[Material start]
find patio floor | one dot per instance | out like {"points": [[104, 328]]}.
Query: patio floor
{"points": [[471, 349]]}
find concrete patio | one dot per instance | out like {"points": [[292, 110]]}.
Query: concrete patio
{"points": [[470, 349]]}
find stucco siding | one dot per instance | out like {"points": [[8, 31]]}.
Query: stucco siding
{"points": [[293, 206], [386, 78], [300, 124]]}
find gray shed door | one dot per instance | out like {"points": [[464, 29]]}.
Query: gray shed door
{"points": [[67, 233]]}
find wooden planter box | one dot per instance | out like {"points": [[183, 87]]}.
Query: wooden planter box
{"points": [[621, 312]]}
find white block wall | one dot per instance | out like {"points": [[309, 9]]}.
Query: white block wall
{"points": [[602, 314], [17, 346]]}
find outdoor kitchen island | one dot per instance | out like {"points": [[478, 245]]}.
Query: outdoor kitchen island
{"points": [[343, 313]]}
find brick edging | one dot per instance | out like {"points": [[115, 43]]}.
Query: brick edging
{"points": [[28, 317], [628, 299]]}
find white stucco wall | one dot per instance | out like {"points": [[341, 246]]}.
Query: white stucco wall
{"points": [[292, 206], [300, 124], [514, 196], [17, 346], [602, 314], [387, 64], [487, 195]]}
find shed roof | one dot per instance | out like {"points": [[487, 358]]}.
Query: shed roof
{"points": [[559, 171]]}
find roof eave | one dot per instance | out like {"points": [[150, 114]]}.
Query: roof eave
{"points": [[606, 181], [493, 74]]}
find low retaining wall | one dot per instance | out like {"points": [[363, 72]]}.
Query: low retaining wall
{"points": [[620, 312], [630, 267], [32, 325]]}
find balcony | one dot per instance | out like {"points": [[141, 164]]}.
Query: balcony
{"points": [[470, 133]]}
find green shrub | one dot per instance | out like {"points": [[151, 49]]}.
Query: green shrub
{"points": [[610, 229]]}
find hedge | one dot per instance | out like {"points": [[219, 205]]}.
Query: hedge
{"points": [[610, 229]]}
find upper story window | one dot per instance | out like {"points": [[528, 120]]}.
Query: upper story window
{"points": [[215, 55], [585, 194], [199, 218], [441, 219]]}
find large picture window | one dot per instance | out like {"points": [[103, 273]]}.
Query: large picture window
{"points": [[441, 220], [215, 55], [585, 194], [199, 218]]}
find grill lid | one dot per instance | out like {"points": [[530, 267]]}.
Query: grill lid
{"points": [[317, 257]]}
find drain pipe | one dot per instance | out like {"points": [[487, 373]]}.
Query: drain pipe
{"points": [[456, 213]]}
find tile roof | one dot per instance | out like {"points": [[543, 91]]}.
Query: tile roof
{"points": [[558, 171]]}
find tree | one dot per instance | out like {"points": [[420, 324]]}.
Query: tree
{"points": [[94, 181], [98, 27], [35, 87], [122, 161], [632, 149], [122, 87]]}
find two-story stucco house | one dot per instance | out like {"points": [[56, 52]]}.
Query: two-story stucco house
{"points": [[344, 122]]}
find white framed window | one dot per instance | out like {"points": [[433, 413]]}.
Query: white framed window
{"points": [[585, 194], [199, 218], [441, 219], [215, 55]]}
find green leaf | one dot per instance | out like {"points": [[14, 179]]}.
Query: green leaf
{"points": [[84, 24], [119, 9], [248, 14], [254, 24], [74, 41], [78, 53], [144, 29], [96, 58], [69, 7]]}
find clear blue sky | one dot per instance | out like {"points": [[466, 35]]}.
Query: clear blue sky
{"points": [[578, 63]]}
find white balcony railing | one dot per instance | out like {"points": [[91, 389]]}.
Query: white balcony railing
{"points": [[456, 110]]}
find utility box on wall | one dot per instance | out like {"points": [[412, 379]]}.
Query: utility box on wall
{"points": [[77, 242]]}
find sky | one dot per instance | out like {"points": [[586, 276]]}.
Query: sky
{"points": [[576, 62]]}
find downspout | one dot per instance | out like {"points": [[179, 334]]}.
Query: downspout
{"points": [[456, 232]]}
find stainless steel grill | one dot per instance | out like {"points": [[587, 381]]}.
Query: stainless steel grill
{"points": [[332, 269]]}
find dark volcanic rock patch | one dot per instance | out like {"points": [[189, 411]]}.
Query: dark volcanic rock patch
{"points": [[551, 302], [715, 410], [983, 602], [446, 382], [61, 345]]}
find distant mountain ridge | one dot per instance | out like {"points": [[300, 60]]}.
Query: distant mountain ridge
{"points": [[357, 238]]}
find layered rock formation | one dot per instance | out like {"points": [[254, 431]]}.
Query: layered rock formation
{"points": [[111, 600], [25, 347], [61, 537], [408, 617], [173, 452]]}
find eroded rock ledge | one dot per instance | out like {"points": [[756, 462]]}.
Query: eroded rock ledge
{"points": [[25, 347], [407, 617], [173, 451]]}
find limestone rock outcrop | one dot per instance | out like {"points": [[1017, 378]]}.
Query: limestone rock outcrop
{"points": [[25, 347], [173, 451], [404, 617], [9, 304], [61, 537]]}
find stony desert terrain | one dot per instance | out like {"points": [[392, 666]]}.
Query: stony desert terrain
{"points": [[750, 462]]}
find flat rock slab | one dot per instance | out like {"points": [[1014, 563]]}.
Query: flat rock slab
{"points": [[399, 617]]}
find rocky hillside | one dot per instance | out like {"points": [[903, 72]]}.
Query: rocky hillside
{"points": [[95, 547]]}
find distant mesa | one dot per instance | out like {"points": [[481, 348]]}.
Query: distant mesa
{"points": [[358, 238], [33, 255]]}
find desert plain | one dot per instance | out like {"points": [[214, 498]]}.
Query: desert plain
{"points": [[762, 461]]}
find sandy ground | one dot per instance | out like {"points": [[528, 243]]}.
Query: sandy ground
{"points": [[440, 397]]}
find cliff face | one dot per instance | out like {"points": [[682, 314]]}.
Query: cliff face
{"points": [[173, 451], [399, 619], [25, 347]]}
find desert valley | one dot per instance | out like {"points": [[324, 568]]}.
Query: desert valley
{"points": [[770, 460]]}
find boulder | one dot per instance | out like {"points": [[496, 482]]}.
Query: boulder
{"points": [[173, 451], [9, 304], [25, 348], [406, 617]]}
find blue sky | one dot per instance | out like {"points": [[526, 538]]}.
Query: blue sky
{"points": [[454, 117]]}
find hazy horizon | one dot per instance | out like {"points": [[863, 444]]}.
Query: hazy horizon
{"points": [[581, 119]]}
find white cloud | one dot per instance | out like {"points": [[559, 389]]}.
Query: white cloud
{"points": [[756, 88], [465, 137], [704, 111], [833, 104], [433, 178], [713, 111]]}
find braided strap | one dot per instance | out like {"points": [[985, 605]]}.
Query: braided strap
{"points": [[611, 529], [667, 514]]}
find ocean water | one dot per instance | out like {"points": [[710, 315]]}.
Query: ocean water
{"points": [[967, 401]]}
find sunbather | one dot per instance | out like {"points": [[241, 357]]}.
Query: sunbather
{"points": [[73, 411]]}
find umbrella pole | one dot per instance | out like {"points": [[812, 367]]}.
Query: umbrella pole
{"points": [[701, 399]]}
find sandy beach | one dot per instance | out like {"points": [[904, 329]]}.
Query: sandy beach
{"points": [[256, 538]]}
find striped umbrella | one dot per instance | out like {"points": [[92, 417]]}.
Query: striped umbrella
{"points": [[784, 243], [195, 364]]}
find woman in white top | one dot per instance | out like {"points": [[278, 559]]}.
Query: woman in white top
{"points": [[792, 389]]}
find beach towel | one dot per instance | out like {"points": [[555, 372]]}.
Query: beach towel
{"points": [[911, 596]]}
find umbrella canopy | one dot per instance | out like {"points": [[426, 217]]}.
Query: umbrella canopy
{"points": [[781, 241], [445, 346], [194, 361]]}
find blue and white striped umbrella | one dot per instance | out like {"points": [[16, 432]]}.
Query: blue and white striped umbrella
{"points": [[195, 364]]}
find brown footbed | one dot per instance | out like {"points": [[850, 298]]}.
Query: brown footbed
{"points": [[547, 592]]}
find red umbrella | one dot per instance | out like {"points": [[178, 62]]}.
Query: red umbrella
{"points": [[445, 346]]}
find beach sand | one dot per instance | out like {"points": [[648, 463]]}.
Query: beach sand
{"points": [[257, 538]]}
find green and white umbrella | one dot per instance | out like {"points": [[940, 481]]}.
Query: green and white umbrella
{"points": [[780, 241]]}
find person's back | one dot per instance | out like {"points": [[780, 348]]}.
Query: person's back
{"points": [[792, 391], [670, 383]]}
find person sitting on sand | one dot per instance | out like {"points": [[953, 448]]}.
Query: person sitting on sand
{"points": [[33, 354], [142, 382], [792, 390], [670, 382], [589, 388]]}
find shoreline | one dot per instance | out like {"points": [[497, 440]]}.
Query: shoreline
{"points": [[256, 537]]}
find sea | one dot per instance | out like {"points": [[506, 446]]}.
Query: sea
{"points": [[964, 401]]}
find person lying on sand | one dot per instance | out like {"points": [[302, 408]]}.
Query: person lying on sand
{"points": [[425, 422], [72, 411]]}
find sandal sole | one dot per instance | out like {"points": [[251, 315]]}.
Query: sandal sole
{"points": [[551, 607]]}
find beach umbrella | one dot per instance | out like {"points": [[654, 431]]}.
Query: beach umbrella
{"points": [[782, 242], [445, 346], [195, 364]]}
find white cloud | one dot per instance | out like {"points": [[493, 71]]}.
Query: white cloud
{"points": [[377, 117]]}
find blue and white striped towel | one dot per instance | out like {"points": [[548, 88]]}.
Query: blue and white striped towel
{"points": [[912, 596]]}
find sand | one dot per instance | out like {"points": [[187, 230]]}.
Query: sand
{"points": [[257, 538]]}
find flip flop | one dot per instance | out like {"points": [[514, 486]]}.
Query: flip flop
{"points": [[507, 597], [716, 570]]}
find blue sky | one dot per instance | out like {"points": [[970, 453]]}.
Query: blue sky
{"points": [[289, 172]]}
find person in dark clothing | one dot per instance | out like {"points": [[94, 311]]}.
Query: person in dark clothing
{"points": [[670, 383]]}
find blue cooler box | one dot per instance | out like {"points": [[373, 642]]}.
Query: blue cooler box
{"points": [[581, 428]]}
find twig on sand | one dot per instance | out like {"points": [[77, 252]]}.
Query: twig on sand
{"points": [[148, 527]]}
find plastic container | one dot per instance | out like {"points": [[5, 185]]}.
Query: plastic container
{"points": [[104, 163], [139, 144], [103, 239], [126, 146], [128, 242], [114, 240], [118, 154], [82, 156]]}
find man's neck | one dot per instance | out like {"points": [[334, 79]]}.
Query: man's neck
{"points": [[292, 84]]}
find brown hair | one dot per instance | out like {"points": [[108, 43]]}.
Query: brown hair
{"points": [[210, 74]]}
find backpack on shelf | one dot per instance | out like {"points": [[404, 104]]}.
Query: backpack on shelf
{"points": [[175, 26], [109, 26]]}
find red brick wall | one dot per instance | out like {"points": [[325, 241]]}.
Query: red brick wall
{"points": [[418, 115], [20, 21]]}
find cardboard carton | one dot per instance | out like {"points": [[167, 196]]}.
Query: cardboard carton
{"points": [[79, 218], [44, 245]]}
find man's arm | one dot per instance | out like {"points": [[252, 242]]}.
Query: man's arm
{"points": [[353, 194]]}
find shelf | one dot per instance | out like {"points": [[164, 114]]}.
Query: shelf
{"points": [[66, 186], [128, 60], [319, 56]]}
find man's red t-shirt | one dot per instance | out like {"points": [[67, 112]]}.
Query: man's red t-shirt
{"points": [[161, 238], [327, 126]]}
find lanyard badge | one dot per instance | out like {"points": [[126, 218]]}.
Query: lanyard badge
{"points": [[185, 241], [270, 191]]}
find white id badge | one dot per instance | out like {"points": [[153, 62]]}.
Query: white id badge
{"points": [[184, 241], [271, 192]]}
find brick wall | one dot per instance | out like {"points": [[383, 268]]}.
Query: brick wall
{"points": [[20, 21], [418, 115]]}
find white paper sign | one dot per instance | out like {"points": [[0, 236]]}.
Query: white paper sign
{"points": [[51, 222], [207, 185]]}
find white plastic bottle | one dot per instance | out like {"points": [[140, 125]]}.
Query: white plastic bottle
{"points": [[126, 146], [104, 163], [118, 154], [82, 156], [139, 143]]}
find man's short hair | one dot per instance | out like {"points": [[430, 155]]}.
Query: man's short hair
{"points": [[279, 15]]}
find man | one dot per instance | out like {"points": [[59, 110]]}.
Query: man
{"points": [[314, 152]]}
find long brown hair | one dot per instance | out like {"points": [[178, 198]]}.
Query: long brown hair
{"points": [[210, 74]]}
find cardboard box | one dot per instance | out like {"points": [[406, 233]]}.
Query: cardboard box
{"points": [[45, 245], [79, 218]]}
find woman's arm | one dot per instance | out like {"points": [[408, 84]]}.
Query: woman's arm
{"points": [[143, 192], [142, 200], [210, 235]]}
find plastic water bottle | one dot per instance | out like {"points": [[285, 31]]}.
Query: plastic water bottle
[Material end]
- [Written problem]:
The line containing "find backpack on" and every line after it, through the end of the records, should be repeated exactly and alone.

- [Exercise response]:
find backpack on shelf | one dot per instance | out like {"points": [[404, 104]]}.
Query: backpack on shelf
{"points": [[175, 26], [109, 26]]}
find red brick wall | one dot per instance | out like {"points": [[325, 241]]}.
Query: red brick wall
{"points": [[418, 115], [20, 21]]}
find cardboard carton | one dot per instance | out like {"points": [[167, 196]]}.
Query: cardboard carton
{"points": [[79, 218], [44, 245]]}
find man's arm | one dot per instance | out like {"points": [[252, 242]]}.
Query: man's arm
{"points": [[353, 194]]}
find shelf | one dot per instance | out like {"points": [[164, 114]]}.
Query: shelf
{"points": [[66, 186], [128, 60], [319, 56]]}
find man's red t-shirt | one dot per instance | out like {"points": [[67, 112]]}.
Query: man's red t-shirt
{"points": [[161, 238], [327, 126]]}
find lanyard badge | one dot per instance | out like {"points": [[126, 218]]}.
Query: lanyard badge
{"points": [[185, 241], [270, 191]]}
find white id badge | one dot per instance | out like {"points": [[153, 62]]}.
Query: white id badge
{"points": [[184, 241], [271, 192]]}
find brick wall | one dot per instance | out like {"points": [[383, 268]]}.
Query: brick wall
{"points": [[20, 21], [418, 115]]}
find white paper sign | one dot per instance | out like {"points": [[0, 236]]}.
Query: white paper sign
{"points": [[51, 222], [207, 185]]}
find white plastic bottle | one dot per instance | out like {"points": [[140, 125]]}.
Query: white plastic bottle
{"points": [[126, 146], [104, 163], [118, 154], [82, 156], [139, 143]]}
find man's short hair | one dot per instance | out like {"points": [[430, 155]]}.
Query: man's short hair
{"points": [[279, 15]]}
find man | one dot per instance | out like {"points": [[59, 110]]}.
Query: man
{"points": [[314, 152]]}
find long brown hair | one dot per instance | out like {"points": [[178, 198]]}.
Query: long brown hair
{"points": [[210, 74]]}
find cardboard box | one dot per instance | out like {"points": [[406, 233]]}.
Query: cardboard box
{"points": [[45, 245], [79, 218]]}
find woman's arm | one dot per instance | out like {"points": [[408, 84]]}.
Query: woman's arm
{"points": [[143, 192], [142, 200], [210, 235]]}
find plastic water bottle | one dot per instance | out like {"points": [[285, 31]]}.
Query: plastic water bottle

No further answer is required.